▸ **Kısa görev A**
Mahkeme savunmasına ilişkin alıntıya dayanarak şu soruları yanıtlayın:
(i) İddia edilen olay hangi yılda gerçekleşmiştir?
(ii) Savunmaya göre aralarında bir husumet bulunmakta mıdır?
(iii) Suça sürüklenen çocuk suçlamayı kabul etmiş midir?

Suça sürüklenen çocuk … Mahkemede; mağdur …’i ve …’ü … Mahallesinden tanıdığını, mağdurla arkadaş olduklarını, …’la ayda yılda bir kere görüştüğünü, 2009 yılında … ile birlikte mağdurun ırzına geçtiği iddiasının doğru olmadığını, mağdurun …’la birlikte olup olmadığını ve kendisine niçin iftirada bulunduğunu bilmediğini, aralarında bir husumetin de bulunmadığını, suçlamayı kabul etmediğini savunmuştur.

▸ **Bir veri kümesinden satırlar**
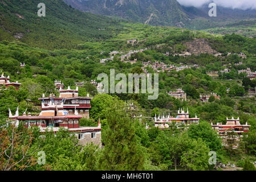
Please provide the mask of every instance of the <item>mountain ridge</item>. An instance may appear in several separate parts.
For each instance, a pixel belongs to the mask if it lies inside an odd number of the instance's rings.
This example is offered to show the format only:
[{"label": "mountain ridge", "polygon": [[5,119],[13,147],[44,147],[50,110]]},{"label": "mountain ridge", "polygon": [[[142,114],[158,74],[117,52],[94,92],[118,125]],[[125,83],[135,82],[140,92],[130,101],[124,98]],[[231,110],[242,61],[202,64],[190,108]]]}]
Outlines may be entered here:
[{"label": "mountain ridge", "polygon": [[222,27],[230,22],[256,18],[256,10],[217,6],[217,16],[209,17],[208,5],[186,7],[176,0],[63,0],[80,11],[118,16],[153,26],[197,30]]}]

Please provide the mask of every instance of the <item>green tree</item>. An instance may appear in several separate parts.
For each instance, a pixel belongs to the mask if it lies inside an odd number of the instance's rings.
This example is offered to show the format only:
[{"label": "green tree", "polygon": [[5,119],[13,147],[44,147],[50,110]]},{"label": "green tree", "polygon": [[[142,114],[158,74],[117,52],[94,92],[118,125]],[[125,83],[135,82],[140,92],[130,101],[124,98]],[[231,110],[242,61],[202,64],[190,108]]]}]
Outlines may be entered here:
[{"label": "green tree", "polygon": [[209,102],[213,102],[215,101],[215,97],[214,96],[210,96],[210,98],[208,100],[208,101]]},{"label": "green tree", "polygon": [[186,169],[203,171],[209,168],[210,150],[201,138],[193,140],[187,151],[183,152],[181,157],[181,166]]},{"label": "green tree", "polygon": [[256,168],[248,159],[246,159],[243,164],[243,171],[256,171]]},{"label": "green tree", "polygon": [[142,170],[144,156],[138,145],[133,121],[125,111],[124,103],[116,99],[107,109],[107,138],[100,159],[104,170]]},{"label": "green tree", "polygon": [[205,121],[201,121],[198,125],[190,125],[187,133],[192,139],[202,139],[210,150],[217,151],[222,148],[221,139],[211,125]]}]

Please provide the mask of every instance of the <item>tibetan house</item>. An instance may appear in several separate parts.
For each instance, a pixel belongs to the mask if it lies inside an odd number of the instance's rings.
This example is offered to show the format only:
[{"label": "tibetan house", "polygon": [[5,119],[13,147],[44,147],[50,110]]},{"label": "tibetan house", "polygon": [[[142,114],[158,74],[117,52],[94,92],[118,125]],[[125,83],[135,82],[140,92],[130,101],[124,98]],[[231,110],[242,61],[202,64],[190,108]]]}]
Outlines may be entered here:
[{"label": "tibetan house", "polygon": [[0,88],[3,85],[5,85],[6,87],[13,86],[15,88],[16,90],[18,90],[19,86],[21,85],[21,84],[18,83],[18,81],[15,82],[10,82],[10,77],[9,76],[7,77],[5,77],[3,73],[1,77],[0,77]]},{"label": "tibetan house", "polygon": [[209,99],[211,96],[213,96],[216,100],[220,100],[221,97],[218,96],[216,93],[211,93],[210,95],[200,95],[200,101],[206,102],[208,102]]},{"label": "tibetan house", "polygon": [[[240,138],[242,137],[242,134],[247,133],[249,131],[250,125],[248,125],[247,122],[245,125],[240,124],[239,117],[235,119],[232,117],[231,119],[227,118],[227,123],[226,125],[222,125],[221,123],[217,123],[217,125],[213,125],[212,127],[218,131],[219,135],[222,139],[223,145],[227,146],[228,140],[233,140],[232,144],[233,148],[237,148],[238,147],[238,141],[240,140]],[[234,131],[237,135],[233,136],[229,136],[227,135],[228,132]]]},{"label": "tibetan house", "polygon": [[43,97],[38,98],[42,102],[42,107],[48,106],[50,103],[57,106],[63,104],[65,113],[74,115],[76,109],[79,115],[89,118],[89,109],[91,109],[91,100],[92,98],[89,97],[88,95],[87,97],[78,97],[78,86],[75,90],[71,89],[70,86],[66,90],[60,88],[59,92],[59,98],[55,97],[54,95],[46,97],[43,94]]},{"label": "tibetan house", "polygon": [[222,125],[221,123],[217,123],[217,125],[212,123],[212,127],[217,130],[220,135],[225,135],[225,133],[230,130],[241,135],[243,133],[248,132],[250,126],[247,124],[247,122],[246,125],[241,125],[239,117],[237,119],[234,119],[234,117],[232,117],[231,119],[227,118],[226,125]]},{"label": "tibetan house", "polygon": [[177,89],[176,91],[170,91],[167,93],[170,97],[173,97],[175,98],[182,98],[185,99],[186,101],[186,94],[181,89]]},{"label": "tibetan house", "polygon": [[55,80],[54,82],[54,85],[56,86],[56,89],[59,90],[60,88],[62,89],[64,89],[64,84],[61,82],[61,81]]},{"label": "tibetan house", "polygon": [[26,114],[19,115],[18,107],[15,114],[13,115],[9,109],[9,118],[17,126],[20,122],[26,127],[39,127],[40,132],[46,130],[54,132],[59,130],[60,127],[64,127],[69,131],[74,132],[79,139],[80,143],[86,144],[93,142],[101,147],[101,126],[99,121],[97,127],[82,127],[79,121],[83,118],[89,118],[90,101],[92,98],[78,97],[78,88],[71,90],[60,89],[59,98],[54,96],[39,98],[41,101],[41,112],[37,115]]},{"label": "tibetan house", "polygon": [[158,118],[156,115],[155,116],[155,124],[156,127],[159,127],[160,129],[165,129],[169,128],[168,123],[171,123],[173,122],[176,122],[179,124],[186,124],[189,125],[190,123],[198,123],[199,120],[197,115],[194,118],[189,118],[189,113],[188,109],[187,109],[186,113],[185,111],[179,109],[178,110],[178,115],[176,118],[170,116],[169,114],[168,116],[165,116],[163,114],[161,117],[159,115]]}]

▸ **Kısa görev B**
Kayıtlarda "every" kelimesini içeren her satırı derleyin.

▸ **Tam çıktı A**
(i) 2009 yılında.
(ii) Hayır, aralarında bir husumet bulunmamaktadır.
(iii) Hayır, suçlamayı kabul etmemiştir.

▸ **Tam çıktı B**
Please provide the mask of every instance of the <item>mountain ridge</item>. An instance may appear in several separate parts.
Please provide the mask of every instance of the <item>green tree</item>. An instance may appear in several separate parts.
Please provide the mask of every instance of the <item>tibetan house</item>. An instance may appear in several separate parts.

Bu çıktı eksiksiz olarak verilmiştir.